页面文本 =>

一個初學者如何可以在浩瀚的linux海洋裏找到自己的小舟,遨遊其中。我就是在尋覓的其中一員,希望你也是。接觸linux內核,學習源代碼,學習大師
們的傑作,這就是我的原動力,網上太多如何學習linux源代碼的方法,可能適合一部分人,每個人都有自己的方法。而我,經過很常時間的思考,於是下定決
心,先攻破晦澀的英語這關,因爲代碼註釋都是英文。我希望和有興趣的初學者一起完成我們的遨遊,那是無比的快樂和幸福!我英語只過了4級,翻譯得很爛,只
是將我以爲必要的翻譯了,希望有愛好者能有時間將它補充完整,有些地方還翻譯得不好。
來自linux-2.6.36.2/README
Linux kernel release 2.6.xx <http://kernel.org/>
These are the release notes for Linux version 2.6. Read them carefully,
as they tell you what this is all about, explain how to install the
kernel, and what to do if something goes wrong.
WHAT IS LINUX?
Linux is a clone of the operating system Unix, written from scratch by
Linus Torvalds with assistance from a loosely-knit team of hackers across
the Net. It aims towards POSIX and Single UNIX Specification compliance.

数据摘录 =>
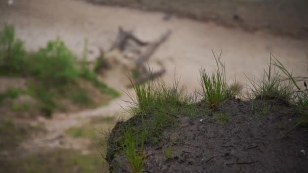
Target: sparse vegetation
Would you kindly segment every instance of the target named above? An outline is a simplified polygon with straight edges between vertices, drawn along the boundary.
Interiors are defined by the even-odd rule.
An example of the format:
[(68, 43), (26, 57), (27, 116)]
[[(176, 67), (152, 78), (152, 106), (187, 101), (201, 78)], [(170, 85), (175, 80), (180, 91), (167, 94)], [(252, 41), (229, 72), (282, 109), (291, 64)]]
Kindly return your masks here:
[(275, 68), (273, 69), (272, 57), (268, 70), (264, 70), (263, 78), (256, 82), (248, 78), (251, 87), (251, 99), (277, 100), (289, 104), (294, 94), (293, 85), (289, 80), (283, 80)]
[(19, 96), (19, 94), (23, 93), (23, 91), (13, 88), (9, 88), (3, 93), (0, 93), (0, 103), (5, 99), (10, 98), (16, 99)]
[(224, 64), (220, 61), (219, 55), (213, 52), (217, 69), (211, 73), (204, 68), (200, 70), (201, 84), (204, 100), (212, 108), (217, 108), (227, 98), (235, 97), (240, 93), (242, 87), (236, 80), (230, 86), (227, 84)]
[(142, 132), (141, 138), (138, 139), (136, 136), (132, 135), (131, 131), (127, 131), (125, 134), (125, 139), (122, 144), (122, 149), (124, 151), (125, 156), (129, 163), (129, 167), (133, 173), (142, 172), (145, 159), (143, 148), (146, 135), (146, 132)]
[(0, 31), (0, 75), (24, 75), (27, 65), (22, 41), (15, 37), (12, 25)]
[[(23, 42), (15, 38), (14, 27), (6, 25), (0, 32), (0, 75), (26, 77), (27, 89), (23, 93), (39, 101), (37, 107), (48, 117), (59, 108), (56, 100), (68, 98), (79, 105), (91, 103), (88, 91), (79, 84), (81, 78), (92, 83), (102, 94), (118, 97), (119, 93), (99, 80), (88, 67), (87, 44), (81, 66), (59, 38), (49, 41), (37, 52), (27, 54)], [(0, 94), (0, 101), (6, 98), (16, 98), (20, 93), (18, 90), (9, 89)]]

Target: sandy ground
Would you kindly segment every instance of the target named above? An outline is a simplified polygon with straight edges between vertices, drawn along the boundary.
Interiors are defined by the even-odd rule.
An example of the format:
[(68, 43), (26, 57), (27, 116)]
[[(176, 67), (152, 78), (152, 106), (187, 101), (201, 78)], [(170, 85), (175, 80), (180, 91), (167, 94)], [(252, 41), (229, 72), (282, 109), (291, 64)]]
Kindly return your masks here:
[[(87, 38), (89, 49), (93, 52), (90, 58), (93, 59), (98, 55), (99, 47), (104, 50), (110, 47), (119, 26), (132, 29), (138, 37), (150, 41), (171, 29), (171, 37), (159, 48), (151, 61), (161, 60), (167, 69), (163, 79), (172, 82), (175, 75), (180, 78), (180, 84), (185, 85), (188, 92), (200, 88), (199, 70), (201, 66), (209, 71), (216, 68), (212, 50), (217, 53), (223, 50), (222, 59), (225, 62), (227, 77), (236, 75), (238, 80), (244, 84), (247, 80), (244, 73), (250, 77), (261, 76), (270, 53), (292, 69), (294, 74), (307, 74), (307, 40), (279, 37), (261, 32), (250, 33), (211, 22), (176, 17), (165, 21), (164, 15), (159, 12), (94, 6), (74, 0), (16, 0), (11, 6), (6, 1), (0, 2), (0, 27), (6, 23), (14, 24), (17, 36), (25, 41), (26, 48), (30, 50), (37, 50), (48, 40), (59, 36), (81, 55), (84, 40)], [(106, 83), (116, 89), (126, 90), (114, 81), (117, 76), (112, 77), (108, 77)], [(65, 128), (82, 122), (78, 118), (108, 116), (123, 111), (120, 105), (124, 103), (123, 99), (128, 99), (124, 97), (104, 108), (60, 115), (59, 118), (42, 122), (50, 132), (54, 132), (53, 135), (57, 136)]]

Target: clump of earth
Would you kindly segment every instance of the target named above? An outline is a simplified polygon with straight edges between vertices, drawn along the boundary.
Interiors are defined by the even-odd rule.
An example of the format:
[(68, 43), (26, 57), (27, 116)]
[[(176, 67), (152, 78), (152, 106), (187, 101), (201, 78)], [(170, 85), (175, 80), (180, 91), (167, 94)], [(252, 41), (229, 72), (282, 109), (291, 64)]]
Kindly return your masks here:
[[(202, 111), (198, 118), (177, 115), (177, 127), (165, 130), (158, 144), (145, 142), (142, 171), (147, 172), (304, 172), (308, 171), (308, 131), (294, 128), (299, 117), (295, 107), (273, 101), (232, 99), (215, 110)], [(219, 124), (215, 114), (228, 114), (229, 121)], [(115, 125), (110, 137), (133, 117)], [(124, 128), (124, 131), (125, 131)], [(111, 139), (112, 140), (112, 139)], [(109, 140), (109, 141), (111, 141)], [(113, 146), (109, 143), (109, 149)], [(170, 149), (168, 159), (166, 148)], [(129, 162), (121, 150), (109, 160), (110, 172), (129, 172)]]

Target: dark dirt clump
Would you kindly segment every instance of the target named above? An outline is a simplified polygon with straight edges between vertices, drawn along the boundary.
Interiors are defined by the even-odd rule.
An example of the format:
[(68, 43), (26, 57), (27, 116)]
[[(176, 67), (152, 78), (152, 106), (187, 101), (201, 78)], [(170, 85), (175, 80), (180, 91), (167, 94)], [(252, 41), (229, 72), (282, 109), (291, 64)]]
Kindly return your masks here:
[[(296, 108), (271, 101), (232, 99), (215, 110), (199, 112), (207, 113), (198, 118), (179, 115), (178, 125), (165, 130), (158, 143), (146, 140), (143, 172), (308, 171), (308, 130), (294, 128), (300, 118)], [(123, 152), (114, 150), (110, 142), (123, 137), (128, 124), (142, 123), (137, 119), (119, 122), (112, 130), (108, 148), (110, 172), (130, 172)]]

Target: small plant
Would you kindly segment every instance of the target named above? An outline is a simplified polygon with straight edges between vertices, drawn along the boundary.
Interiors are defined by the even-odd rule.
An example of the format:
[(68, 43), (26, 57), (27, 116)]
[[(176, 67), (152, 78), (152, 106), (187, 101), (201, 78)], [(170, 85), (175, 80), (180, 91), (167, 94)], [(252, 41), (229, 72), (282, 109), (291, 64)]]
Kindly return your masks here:
[(277, 100), (289, 104), (292, 99), (293, 86), (289, 80), (283, 80), (272, 69), (272, 56), (268, 70), (264, 70), (263, 77), (256, 83), (248, 78), (251, 85), (252, 97), (257, 99)]
[(220, 54), (218, 56), (213, 52), (217, 65), (217, 69), (208, 73), (203, 68), (200, 70), (201, 84), (204, 100), (211, 107), (217, 107), (228, 96), (224, 65), (220, 61)]
[(216, 112), (213, 114), (213, 119), (221, 125), (225, 125), (230, 121), (230, 114), (226, 113)]
[(5, 25), (0, 31), (0, 75), (24, 75), (27, 64), (23, 45), (15, 38), (14, 27)]
[[(139, 141), (132, 133), (128, 131), (125, 136), (122, 148), (129, 162), (129, 167), (133, 173), (140, 173), (144, 164), (145, 154), (143, 152), (146, 133), (141, 133), (141, 141)], [(139, 144), (140, 144), (140, 147)]]
[(9, 88), (5, 91), (0, 93), (0, 103), (6, 98), (16, 99), (23, 91), (13, 88)]
[(64, 88), (79, 75), (75, 56), (59, 39), (48, 42), (31, 59), (30, 72), (45, 88)]
[(166, 160), (172, 158), (172, 148), (171, 147), (164, 148), (163, 150)]
[(243, 85), (236, 80), (235, 80), (234, 82), (228, 86), (227, 92), (227, 97), (232, 98), (240, 95), (241, 91), (242, 89)]
[[(280, 61), (275, 56), (272, 55), (271, 56), (274, 58), (273, 65), (278, 67), (282, 71), (286, 76), (286, 79), (290, 82), (295, 88), (292, 96), (292, 100), (293, 103), (299, 106), (299, 109), (301, 110), (301, 114), (303, 115), (301, 119), (297, 123), (296, 127), (308, 126), (308, 89), (307, 83), (304, 81), (304, 80), (307, 79), (308, 77), (293, 76), (292, 73), (289, 72)], [(300, 81), (303, 83), (304, 89), (301, 89), (298, 85), (297, 83)]]

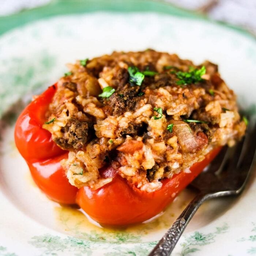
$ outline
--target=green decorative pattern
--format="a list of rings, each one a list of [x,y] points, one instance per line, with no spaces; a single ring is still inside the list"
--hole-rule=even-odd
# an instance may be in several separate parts
[[[237,240],[238,242],[249,241],[254,242],[254,244],[256,244],[256,223],[252,222],[252,229],[251,230],[251,233],[253,234],[247,237],[242,237]],[[247,251],[248,254],[256,255],[256,247],[252,246]]]
[[[59,253],[65,252],[70,252],[76,256],[89,256],[92,252],[91,243],[90,241],[71,237],[63,238],[57,236],[46,234],[33,237],[29,243],[41,249],[42,255],[58,255]]]
[[[0,116],[21,97],[41,91],[40,89],[49,82],[45,74],[54,67],[55,56],[43,49],[34,57],[0,60],[0,66],[5,67],[0,70]]]
[[[186,242],[181,244],[182,248],[181,255],[189,255],[191,253],[200,251],[198,246],[203,246],[215,242],[215,237],[220,234],[226,233],[228,231],[229,227],[225,223],[221,227],[216,227],[216,231],[211,233],[204,234],[198,231],[196,231],[193,234],[185,238]]]

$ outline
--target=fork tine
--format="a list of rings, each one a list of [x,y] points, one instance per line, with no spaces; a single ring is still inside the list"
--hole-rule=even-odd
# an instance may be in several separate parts
[[[251,165],[256,149],[256,123],[252,120],[247,128],[243,149],[237,165],[239,169]]]
[[[220,161],[218,167],[213,169],[214,173],[216,175],[219,175],[221,173],[223,169],[226,166],[227,163],[230,161],[231,157],[233,152],[232,149],[227,146],[225,147],[224,148],[225,150],[224,153],[225,155],[222,157],[223,159],[221,161],[221,162]],[[222,151],[221,151],[219,154],[222,154]],[[217,160],[218,160],[218,159]],[[215,166],[214,166],[214,167]]]

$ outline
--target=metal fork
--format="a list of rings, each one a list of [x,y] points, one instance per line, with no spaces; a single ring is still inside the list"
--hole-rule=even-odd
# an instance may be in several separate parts
[[[253,169],[256,125],[250,120],[244,139],[233,147],[226,147],[191,184],[199,193],[191,201],[148,256],[170,255],[186,227],[206,200],[237,196],[244,188]]]

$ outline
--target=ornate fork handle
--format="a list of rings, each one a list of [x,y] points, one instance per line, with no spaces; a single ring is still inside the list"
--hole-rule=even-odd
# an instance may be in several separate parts
[[[148,256],[169,256],[199,207],[210,196],[199,194],[189,203]]]

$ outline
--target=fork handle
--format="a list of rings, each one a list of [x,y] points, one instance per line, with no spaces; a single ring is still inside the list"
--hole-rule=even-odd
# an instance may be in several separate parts
[[[199,206],[208,198],[207,195],[199,194],[190,202],[148,256],[169,256],[170,255],[190,220]]]

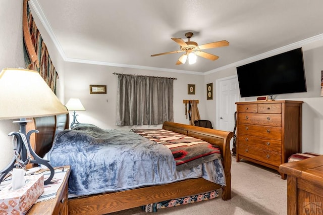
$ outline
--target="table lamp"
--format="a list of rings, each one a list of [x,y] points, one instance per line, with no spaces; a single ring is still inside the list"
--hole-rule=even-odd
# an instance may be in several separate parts
[[[73,115],[73,122],[71,123],[71,127],[76,123],[80,123],[76,119],[76,117],[78,115],[76,114],[75,111],[85,111],[81,101],[77,98],[71,98],[67,102],[65,106],[69,111],[74,111]]]
[[[20,126],[13,136],[14,156],[11,163],[0,171],[0,184],[14,168],[25,168],[28,163],[44,165],[50,171],[45,181],[49,184],[55,171],[49,161],[38,156],[31,147],[29,138],[36,130],[26,133],[26,118],[67,114],[68,110],[60,101],[39,73],[23,69],[4,69],[0,73],[0,120],[20,119],[14,121]]]

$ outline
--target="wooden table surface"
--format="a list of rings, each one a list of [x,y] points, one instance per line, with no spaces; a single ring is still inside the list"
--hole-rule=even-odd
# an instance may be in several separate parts
[[[68,168],[68,170],[66,172],[65,177],[64,180],[62,183],[61,187],[59,188],[57,194],[56,195],[56,198],[53,199],[50,199],[47,201],[44,201],[40,202],[38,202],[34,204],[28,210],[27,214],[52,214],[54,210],[57,206],[57,205],[59,204],[60,201],[62,199],[62,195],[63,194],[63,192],[64,191],[64,189],[66,188],[66,186],[67,184],[69,177],[70,176],[70,173],[71,172],[71,169],[70,166],[64,166],[64,169]]]

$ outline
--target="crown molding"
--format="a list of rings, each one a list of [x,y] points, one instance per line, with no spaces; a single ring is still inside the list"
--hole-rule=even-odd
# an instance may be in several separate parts
[[[38,0],[29,0],[29,5],[33,8],[33,9],[36,13],[37,16],[38,16],[38,18],[40,20],[40,22],[41,22],[41,23],[42,24],[43,26],[45,28],[45,29],[47,31],[47,33],[49,34],[49,37],[52,40],[53,43],[54,43],[55,46],[58,50],[59,52],[61,55],[61,56],[63,58],[63,60],[67,62],[79,63],[81,64],[95,64],[95,65],[98,65],[109,66],[117,67],[125,67],[125,68],[135,68],[135,69],[144,69],[144,70],[155,70],[155,71],[158,71],[189,74],[193,74],[193,75],[209,75],[209,74],[211,74],[222,70],[224,70],[227,69],[238,67],[239,66],[242,66],[246,64],[248,64],[249,63],[251,63],[254,61],[258,61],[259,60],[263,59],[266,58],[268,58],[270,57],[271,57],[276,55],[278,55],[279,53],[283,53],[284,52],[288,51],[289,50],[292,50],[295,48],[299,48],[300,47],[302,47],[303,45],[307,44],[308,43],[310,43],[315,41],[317,41],[321,40],[323,39],[323,34],[319,34],[311,37],[309,37],[305,39],[303,39],[298,42],[294,42],[293,43],[290,44],[289,45],[285,45],[284,46],[283,46],[278,48],[276,48],[276,49],[267,51],[266,52],[262,53],[260,55],[258,55],[252,57],[251,58],[248,58],[246,59],[242,60],[241,61],[237,61],[236,62],[234,62],[232,64],[230,64],[226,66],[219,67],[217,69],[214,69],[213,70],[209,70],[208,71],[207,71],[204,73],[200,72],[196,72],[196,71],[189,71],[175,70],[175,69],[172,69],[161,68],[159,67],[147,67],[144,66],[139,66],[139,65],[129,65],[129,64],[116,64],[116,63],[110,63],[110,62],[106,62],[88,61],[88,60],[84,60],[82,59],[68,58],[66,57],[66,56],[65,55],[65,53],[63,51],[63,49],[62,48],[62,46],[60,44],[60,42],[57,39],[57,38],[56,37],[55,33],[53,31],[50,24],[48,23],[48,21],[47,20],[46,16],[43,12],[41,7],[40,7],[40,5],[39,5],[38,2]]]
[[[214,70],[208,71],[204,73],[203,74],[205,75],[209,75],[210,74],[214,73],[217,72],[219,72],[227,69],[244,65],[245,64],[247,64],[249,63],[254,62],[256,61],[259,61],[261,59],[269,58],[270,57],[272,57],[274,55],[283,53],[286,51],[288,51],[295,48],[298,48],[302,47],[303,45],[306,45],[307,44],[317,41],[321,40],[322,39],[323,39],[323,34],[318,34],[317,35],[305,39],[303,39],[303,40],[299,41],[298,42],[294,42],[293,43],[290,44],[289,45],[285,45],[285,46],[276,48],[276,49],[272,50],[271,51],[252,57],[251,58],[247,58],[241,61],[237,61],[236,62],[224,66],[223,67],[214,69]]]
[[[64,61],[66,61],[66,56],[65,55],[65,53],[64,53],[64,51],[63,50],[60,42],[59,42],[57,38],[56,37],[56,35],[55,33],[52,30],[51,28],[51,26],[50,26],[50,24],[47,20],[47,18],[46,18],[46,16],[44,12],[42,11],[42,9],[39,5],[37,0],[29,0],[28,2],[28,4],[29,5],[29,7],[32,8],[36,14],[37,15],[37,17],[39,19],[39,20],[42,24],[42,25],[45,28],[45,30],[47,31],[47,33],[49,35],[49,37],[51,39],[52,42],[54,43],[55,47],[57,48],[57,50],[59,51],[60,55],[63,58]]]
[[[190,71],[186,70],[175,70],[172,69],[162,68],[159,67],[147,67],[145,66],[134,65],[132,64],[116,64],[114,63],[106,62],[104,61],[89,61],[74,58],[67,58],[66,62],[79,63],[81,64],[94,64],[96,65],[109,66],[116,67],[124,67],[127,68],[140,69],[147,70],[155,70],[162,72],[169,72],[177,73],[189,74],[191,75],[203,75],[203,73],[199,72]]]

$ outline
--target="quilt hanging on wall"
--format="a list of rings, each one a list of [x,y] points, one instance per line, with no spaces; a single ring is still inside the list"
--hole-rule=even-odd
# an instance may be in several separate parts
[[[24,55],[27,69],[38,71],[56,94],[58,75],[32,17],[28,0],[24,0],[23,9],[23,37]]]

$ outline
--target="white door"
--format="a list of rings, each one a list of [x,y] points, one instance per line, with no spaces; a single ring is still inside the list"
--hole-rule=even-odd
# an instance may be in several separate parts
[[[233,131],[235,102],[239,101],[239,91],[238,78],[231,76],[217,80],[217,129]],[[232,148],[231,140],[230,148]]]

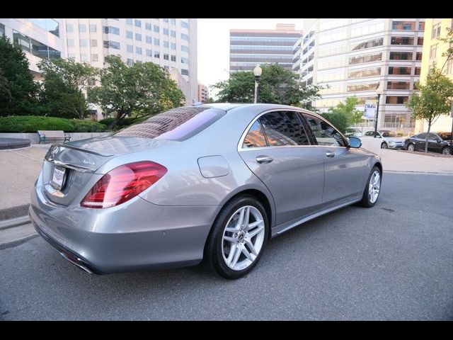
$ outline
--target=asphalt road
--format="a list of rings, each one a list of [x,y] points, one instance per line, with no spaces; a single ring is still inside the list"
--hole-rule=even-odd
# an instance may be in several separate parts
[[[90,276],[40,237],[0,251],[0,319],[453,319],[453,176],[384,174],[379,201],[268,244],[230,281],[205,266]]]

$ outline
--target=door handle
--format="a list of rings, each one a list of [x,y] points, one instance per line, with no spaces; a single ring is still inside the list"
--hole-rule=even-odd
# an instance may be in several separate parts
[[[263,163],[264,164],[270,163],[274,159],[272,157],[270,157],[269,156],[257,156],[256,157],[256,162],[258,162],[258,163]]]

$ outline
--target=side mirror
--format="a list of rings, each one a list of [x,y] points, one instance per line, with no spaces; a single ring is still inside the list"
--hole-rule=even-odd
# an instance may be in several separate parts
[[[349,146],[350,147],[360,147],[362,146],[362,141],[360,140],[360,138],[350,136],[349,137]]]

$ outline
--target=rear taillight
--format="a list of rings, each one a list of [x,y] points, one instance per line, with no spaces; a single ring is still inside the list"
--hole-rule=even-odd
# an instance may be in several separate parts
[[[80,205],[109,208],[124,203],[149,188],[166,172],[165,166],[149,161],[122,165],[103,176]]]

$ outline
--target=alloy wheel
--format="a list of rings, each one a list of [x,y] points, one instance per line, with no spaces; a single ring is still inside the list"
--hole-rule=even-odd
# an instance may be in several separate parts
[[[240,208],[231,216],[224,230],[222,254],[226,266],[242,271],[258,257],[265,236],[264,218],[252,205]]]
[[[381,174],[378,170],[374,171],[369,178],[369,184],[368,186],[368,198],[369,202],[374,203],[377,200],[381,189]]]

练习要求 =>
**A)** 根据页面文本回答下列问题:
(i) 写这段话的人决定首先攻破哪一关?
(ii) 文中摘录的说明出自哪个版本的内核目录下的 README?
(iii) Linux 以符合哪些规范为目标?
**B)** 根据页面文本,说明写这段话的人为什么决定先攻破英语这一关。
**C)** 改写页面文本中“來自linux-2.6.36.2/README”到“UNIX Specification compliance.”之间的部分(首尾都包括在内),把“hackers”换成“developers”。

练习结果 =>
**A)**
(i) 晦涩的英语这一关。
(ii) linux-2.6.36.2。
(iii) POSIX 和 Single UNIX Specification。

**B)** 写这段话的人想接触 Linux 内核、学习源代码,而代码注释都是英文,所以决定先攻破英语这一关。

**C)**
來自linux-2.6.36.2/README
Linux kernel release 2.6.xx <http://kernel.org/>
These are the release notes for Linux version 2.6. Read them carefully,
as they tell you what this is all about, explain how to install the
kernel, and what to do if something goes wrong.
WHAT IS LINUX?
Linux is a clone of the operating system Unix, written from scratch by
Linus Torvalds with assistance from a loosely-knit team of developers across
the Net. It aims towards POSIX and Single UNIX Specification compliance.